WORK REQUEST:
Once you have read the data below, print all of it exactly.

(Data extracted from a collection)

━━━━━━━━━━━━━━━━━━━━

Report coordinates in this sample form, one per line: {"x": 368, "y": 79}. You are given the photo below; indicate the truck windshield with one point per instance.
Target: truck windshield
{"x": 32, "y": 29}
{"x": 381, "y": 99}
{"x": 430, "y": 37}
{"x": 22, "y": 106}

━━━━━━━━━━━━━━━━━━━━

TASK ANSWER:
Report coordinates in this sample form, one per line: {"x": 368, "y": 79}. You are given the photo below; indicate the truck windshield with one point per instance.
Target: truck windshield
{"x": 32, "y": 29}
{"x": 381, "y": 99}
{"x": 430, "y": 37}
{"x": 22, "y": 106}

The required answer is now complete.